## Exercise 1
Write out the dataset records from the start up to and including the line that contains "<point>106,763</point>".

## Source document

----

It reminded me of my favorite Dreyer’s ice cream, which recently downsized its cartons to avoid having to raise prices. Seed companies may be doing the same thing in hard times.

In my new book, “The Small Budget Gardener,”I lay out many older money-saving tips that are suddenly relevant again. You may not know that black-oil sunflower seed is a popular wild-bird food. This is the seed of native sunflowers of the Midwest that grow large and branch widely.

These black-oil plants produce many modest-sized flowers that are excellent for cutting. If the spent flowers are cut promptly, plants form new buds just like bedding annuals do. If the flowers are left on the plant, the central disk matures and becomes packed with seeds. Birds of all kinds will perch upon the drying heads, picking out the seeds one at a time. A sunflower forest can attract whole flocks for a really raucous affair. When grown in front of a window, this offers endless entertainment from indoors. It makes a fine nature lesson for the kids, too.

----

[Dataset records]
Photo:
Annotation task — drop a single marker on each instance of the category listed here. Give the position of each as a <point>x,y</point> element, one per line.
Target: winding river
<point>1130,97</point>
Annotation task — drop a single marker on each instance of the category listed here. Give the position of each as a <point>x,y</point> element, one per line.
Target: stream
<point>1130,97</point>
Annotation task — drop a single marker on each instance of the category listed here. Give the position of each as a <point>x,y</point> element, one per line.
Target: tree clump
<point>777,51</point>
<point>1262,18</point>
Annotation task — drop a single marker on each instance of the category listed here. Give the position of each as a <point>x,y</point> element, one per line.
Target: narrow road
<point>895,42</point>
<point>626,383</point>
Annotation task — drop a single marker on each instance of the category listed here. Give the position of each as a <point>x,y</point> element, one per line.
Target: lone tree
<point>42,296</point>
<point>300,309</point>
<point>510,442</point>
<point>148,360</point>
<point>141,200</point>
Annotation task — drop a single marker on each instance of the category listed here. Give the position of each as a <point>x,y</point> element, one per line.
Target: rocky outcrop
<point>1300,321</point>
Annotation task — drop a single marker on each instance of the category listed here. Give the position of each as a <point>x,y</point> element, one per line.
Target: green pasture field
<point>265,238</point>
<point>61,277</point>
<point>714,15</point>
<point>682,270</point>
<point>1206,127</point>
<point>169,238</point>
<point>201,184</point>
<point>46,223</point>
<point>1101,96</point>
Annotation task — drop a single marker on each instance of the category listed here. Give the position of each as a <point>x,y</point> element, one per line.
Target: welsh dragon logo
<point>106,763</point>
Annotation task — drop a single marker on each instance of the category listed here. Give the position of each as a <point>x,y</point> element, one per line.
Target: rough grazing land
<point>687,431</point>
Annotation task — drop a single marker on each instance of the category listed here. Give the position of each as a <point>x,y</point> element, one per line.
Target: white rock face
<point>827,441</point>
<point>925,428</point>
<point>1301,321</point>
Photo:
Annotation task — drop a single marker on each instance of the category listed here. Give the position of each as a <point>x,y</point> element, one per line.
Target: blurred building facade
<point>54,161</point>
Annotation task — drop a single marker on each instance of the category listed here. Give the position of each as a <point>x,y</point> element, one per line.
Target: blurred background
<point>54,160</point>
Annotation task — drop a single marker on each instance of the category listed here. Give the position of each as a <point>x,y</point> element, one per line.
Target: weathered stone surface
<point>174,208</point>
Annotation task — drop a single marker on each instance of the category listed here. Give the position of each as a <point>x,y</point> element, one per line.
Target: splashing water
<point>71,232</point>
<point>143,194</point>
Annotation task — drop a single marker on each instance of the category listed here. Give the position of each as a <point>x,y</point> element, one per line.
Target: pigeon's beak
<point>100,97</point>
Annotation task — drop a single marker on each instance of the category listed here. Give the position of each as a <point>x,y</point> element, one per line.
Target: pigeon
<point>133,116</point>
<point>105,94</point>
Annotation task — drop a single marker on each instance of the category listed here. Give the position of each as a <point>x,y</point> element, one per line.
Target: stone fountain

----

## Exercise 2
Rewrite the gardening text from "It reminded me" up to and including "in hard times.", putting "containers" in place of "cartons".

## Exercise output 1
Photo:
Annotation task — drop a single marker on each instance of the category listed here. Give the position of each as a <point>x,y</point> element, one per line.
Target: winding river
<point>1130,97</point>
Annotation task — drop a single marker on each instance of the category listed here. Give the position of each as a <point>x,y</point> element, one per line.
Target: stream
<point>1130,97</point>
Annotation task — drop a single marker on each instance of the category listed here. Give the position of each as a <point>x,y</point> element, one per line.
Target: tree clump
<point>777,51</point>
<point>1262,18</point>
Annotation task — drop a single marker on each instance of the category listed here. Give the position of each as a <point>x,y</point> element, one per line.
Target: narrow road
<point>895,42</point>
<point>626,383</point>
Annotation task — drop a single marker on each instance of the category listed here. Give the position of each as a <point>x,y</point> element, one per line.
Target: lone tree
<point>42,296</point>
<point>300,309</point>
<point>510,442</point>
<point>148,360</point>
<point>141,200</point>
Annotation task — drop a single marker on each instance of the category listed here. Give the position of each as a <point>x,y</point> element, one per line.
Target: rocky outcrop
<point>1300,321</point>
Annotation task — drop a single marker on each instance of the category listed here. Give the position of each as a <point>x,y</point> element, one per line.
Target: green pasture field
<point>265,238</point>
<point>61,277</point>
<point>714,15</point>
<point>682,270</point>
<point>1206,127</point>
<point>169,238</point>
<point>201,184</point>
<point>46,223</point>
<point>1101,96</point>
Annotation task — drop a single marker on each instance of the category listed here. Give the position of each as a <point>x,y</point> element, one per line.
Target: welsh dragon logo
<point>106,763</point>

## Exercise output 2
It reminded me of my favorite Dreyer’s ice cream, which recently downsized its containers to avoid having to raise prices. Seed companies may be doing the same thing in hard times.